- _What the task asks_
Arrange the records below as a two-column CSV with the headers "prompt" and "boxes," one row per record. Put each record's text in a single quoted field and its answer in another, replacing every line break with a space.

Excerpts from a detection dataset
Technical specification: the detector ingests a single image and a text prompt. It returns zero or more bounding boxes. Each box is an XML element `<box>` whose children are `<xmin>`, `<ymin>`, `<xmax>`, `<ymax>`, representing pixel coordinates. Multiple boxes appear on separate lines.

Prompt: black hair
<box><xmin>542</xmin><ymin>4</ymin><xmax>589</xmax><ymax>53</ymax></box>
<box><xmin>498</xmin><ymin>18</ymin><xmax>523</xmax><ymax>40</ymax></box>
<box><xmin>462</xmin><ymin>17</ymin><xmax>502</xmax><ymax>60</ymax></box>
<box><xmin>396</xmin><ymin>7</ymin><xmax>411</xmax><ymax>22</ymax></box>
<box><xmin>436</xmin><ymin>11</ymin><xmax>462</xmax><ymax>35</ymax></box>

- _Problem solution_
prompt,boxes
"Technical specification: the detector ingests a single image and a text prompt. It returns zero or more bounding boxes. Each box is an XML element `<box>` whose children are `<xmin>`, `<ymin>`, `<xmax>`, `<ymax>`, representing pixel coordinates. Multiple boxes appear on separate lines. Prompt: black hair","<box><xmin>542</xmin><ymin>4</ymin><xmax>589</xmax><ymax>53</ymax></box> <box><xmin>498</xmin><ymin>18</ymin><xmax>523</xmax><ymax>40</ymax></box> <box><xmin>462</xmin><ymin>17</ymin><xmax>502</xmax><ymax>60</ymax></box> <box><xmin>396</xmin><ymin>7</ymin><xmax>411</xmax><ymax>22</ymax></box> <box><xmin>436</xmin><ymin>11</ymin><xmax>462</xmax><ymax>35</ymax></box>"